1. Duração da infração na jurisprudência do Tribunal de Justiça

28.

Em si mesma, a questão da duração de um cartel coloca‑se frequentemente perante o Tribunal de Justiça, uma vez que a severidade da sanção depende nomeadamente da duração da infração, pelo que as empresas às quais é imputado um comportamento que viola o artigo 101.o, n.o 1, TFUE alegam frequentemente argumentos relacionados com essa duração com o objetivo de a reduzir.

29.

Como o órgão jurisdicional de reenvio salientou, o Tribunal de Justiça já declarou, em relação a um cartel que deixou de estar em vigor, que, para que o artigo 101.o TFUE seja aplicável, basta que esse cartel mantenha os seus efeitos económicos posteriormente à cessação formal da sua vigência ( 15 ). Mais especificamente, «um acordo continua a produzir efeitos se do comportamento dos interessados se puder deduzir a existência de elementos de concertação e de coordenação típicos do acordo e se conduzir ao resultado projetado pelo acordo» ( 16 ).

30.

O Tribunal de Justiça retomou esta jurisprudência e aplicou‑a no domínio da edição no seu Acórdão Binon ( 17 ), no qual declarou, consequentemente, que o artigo 101.o TFUE também era aplicável «se um comportamento paralelo dos editores se prolongasse após a cessação do antigo acordo sem que tivesse sido celebrado um novo […] [, uma vez que o] regime de concorrência instaurado pelos artigos [101.o e seguintes TFUE] se interessa pelos resultados económicos dos acordos, ou por qualquer forma comparável de concertação ou de coordenação, mais do que pela sua forma jurídica» ( 18 ). Portanto, o artigo 101.o TFUE devia ser considerado aplicável se o conjunto dos acordos em causa nesse processo «tiver como resultado deixar, de facto, a aprovação dos pontos de venda a retalho à apreciação da agência ou organismo criado por esta no âmbito desses acordos» ( 19 ).
────
Descrição da tarefa:
Prolongue o texto sobre a duração da infração na jurisprudência do Tribunal de Justiça, começando logo após a última frase apresentada.

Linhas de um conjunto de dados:
────
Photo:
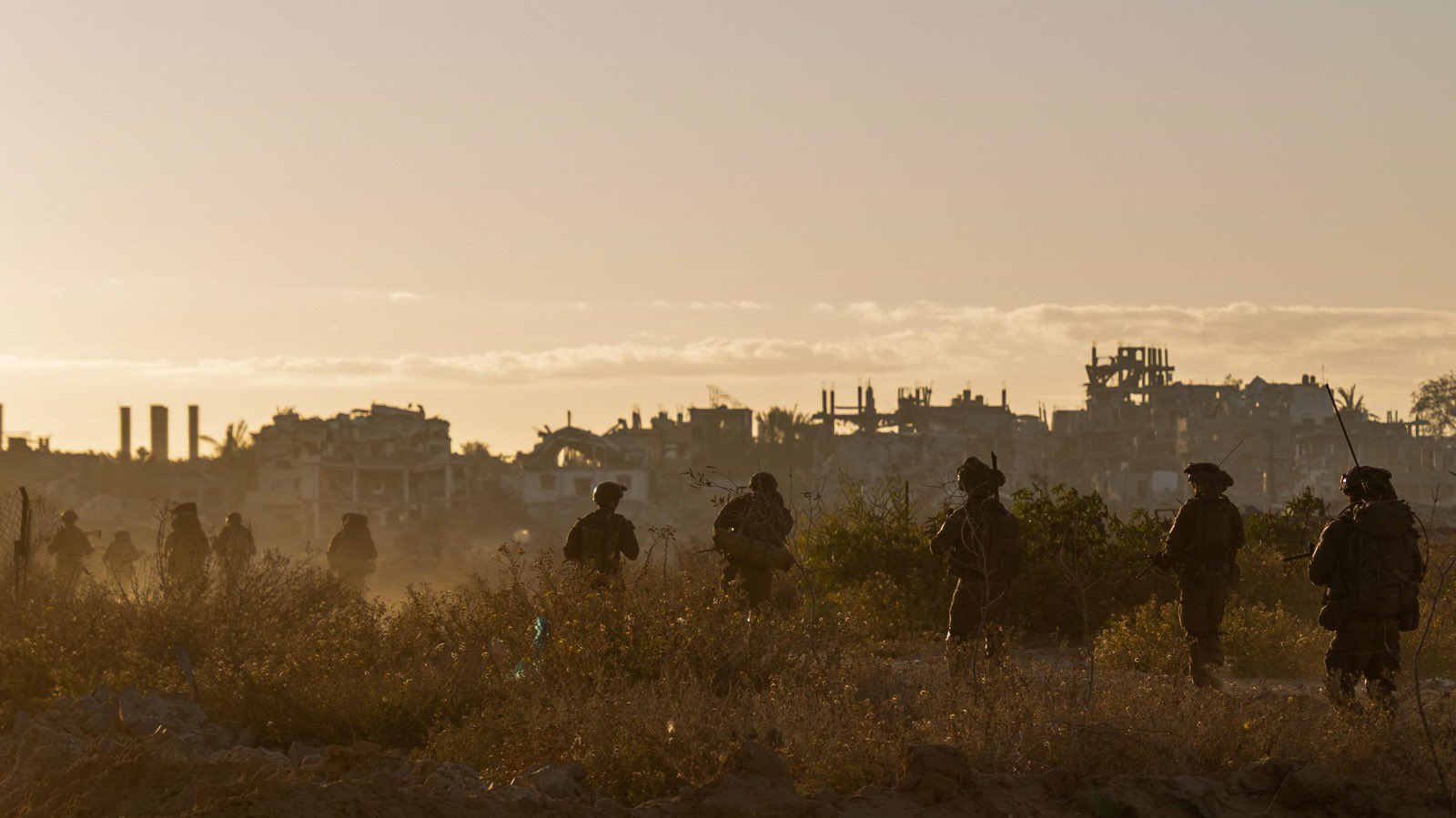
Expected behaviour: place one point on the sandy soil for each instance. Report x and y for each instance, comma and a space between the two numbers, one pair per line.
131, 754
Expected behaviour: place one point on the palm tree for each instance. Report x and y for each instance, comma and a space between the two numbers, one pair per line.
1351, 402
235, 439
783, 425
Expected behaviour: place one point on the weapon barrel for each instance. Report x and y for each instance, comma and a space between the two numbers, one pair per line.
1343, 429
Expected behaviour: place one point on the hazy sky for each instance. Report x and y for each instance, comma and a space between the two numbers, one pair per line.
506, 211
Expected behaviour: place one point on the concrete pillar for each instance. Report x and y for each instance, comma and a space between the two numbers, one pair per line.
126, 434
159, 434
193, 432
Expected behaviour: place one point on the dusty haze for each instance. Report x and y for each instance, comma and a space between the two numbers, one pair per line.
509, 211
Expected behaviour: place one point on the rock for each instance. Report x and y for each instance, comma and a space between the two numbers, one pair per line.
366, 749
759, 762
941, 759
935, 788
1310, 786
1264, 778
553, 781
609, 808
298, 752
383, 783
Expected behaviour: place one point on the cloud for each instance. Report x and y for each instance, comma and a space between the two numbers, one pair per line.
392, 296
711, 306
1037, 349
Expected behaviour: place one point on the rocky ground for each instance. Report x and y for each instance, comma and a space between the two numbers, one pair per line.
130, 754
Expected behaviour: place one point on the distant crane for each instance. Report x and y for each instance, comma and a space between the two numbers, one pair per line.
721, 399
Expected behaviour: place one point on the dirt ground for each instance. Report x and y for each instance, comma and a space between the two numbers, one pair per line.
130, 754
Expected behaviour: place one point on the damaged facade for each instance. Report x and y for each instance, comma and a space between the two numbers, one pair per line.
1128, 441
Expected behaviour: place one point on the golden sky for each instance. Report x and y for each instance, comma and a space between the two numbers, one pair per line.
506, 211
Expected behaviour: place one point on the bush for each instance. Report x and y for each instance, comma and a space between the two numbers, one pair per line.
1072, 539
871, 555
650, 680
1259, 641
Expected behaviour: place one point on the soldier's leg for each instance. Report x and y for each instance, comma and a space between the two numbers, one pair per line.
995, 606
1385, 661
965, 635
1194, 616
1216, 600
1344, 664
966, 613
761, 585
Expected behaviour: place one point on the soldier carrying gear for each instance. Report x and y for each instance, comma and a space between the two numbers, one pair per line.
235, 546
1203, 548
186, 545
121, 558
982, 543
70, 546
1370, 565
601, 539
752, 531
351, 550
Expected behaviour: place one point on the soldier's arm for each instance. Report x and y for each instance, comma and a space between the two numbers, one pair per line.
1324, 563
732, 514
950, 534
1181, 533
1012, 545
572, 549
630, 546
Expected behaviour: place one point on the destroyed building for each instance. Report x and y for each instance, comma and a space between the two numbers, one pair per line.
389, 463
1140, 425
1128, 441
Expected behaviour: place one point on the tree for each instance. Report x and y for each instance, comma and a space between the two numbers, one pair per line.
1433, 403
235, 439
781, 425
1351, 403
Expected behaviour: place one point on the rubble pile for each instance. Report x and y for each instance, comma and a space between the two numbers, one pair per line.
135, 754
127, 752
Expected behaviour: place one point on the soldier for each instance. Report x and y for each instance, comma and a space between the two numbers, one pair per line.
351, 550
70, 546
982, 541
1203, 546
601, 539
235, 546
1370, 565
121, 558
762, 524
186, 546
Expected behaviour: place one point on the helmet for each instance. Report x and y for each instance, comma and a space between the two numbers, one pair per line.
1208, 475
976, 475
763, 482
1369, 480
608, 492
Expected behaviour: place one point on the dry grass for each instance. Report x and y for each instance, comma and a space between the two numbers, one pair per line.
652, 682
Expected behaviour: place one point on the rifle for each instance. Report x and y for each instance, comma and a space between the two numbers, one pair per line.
────
Resposta à tarefa:
31.

No seu Acórdão mais recente Quinn Barlo e o./Comissão ( 20 ), os recorrentes censuravam o Tribunal Geral por ter violado o princípio geral da presunção de inocência ao prolongar a duração do primeiro período da sua participação no cartel para lá da data da segunda reunião anticoncorrencial, quando o Tribunal Geral tinha constatado que, durante esta reunião realizada no mês de junho de 1998, os participantes tinham chegado a acordo sobre um aumento dos preços a partir do mês de outubro desse mesmo ano ( 21 ). O Tribunal de Justiça declarou que «[era] jurisprudência constante que o regime de concorrência instituído pelos artigos 101.o e 102.o TFUE se interessa pelos resultados económicos dos acordos ou de qualquer outra forma comparável de concertação ou de coordenação, e não pela sua forma jurídica. Por conseguinte, em caso de acordos que deixaram de estar em vigor, basta, para que o artigo 101.o TFUE seja aplicável, que continuem a produzir efeitos além da cessação formal dos contactos colusórios. Daqui decorre que a duração de uma infração pode ser apreciada em função do período durante o qual as empresas acusadas puseram em execução um comportamento proibido por este artigo […]. Por outras palavras, o Tribunal Geral podia, teoricamente, ter verificado a existência de uma infração, por exemplo, durante todo o período em que os preços colusórios estiveram em vigor, o que teria conduzido, no caso em apreço, a um resultado objetivamente menos favorável aos interesses dos recorrentes» ( 22 ).

32.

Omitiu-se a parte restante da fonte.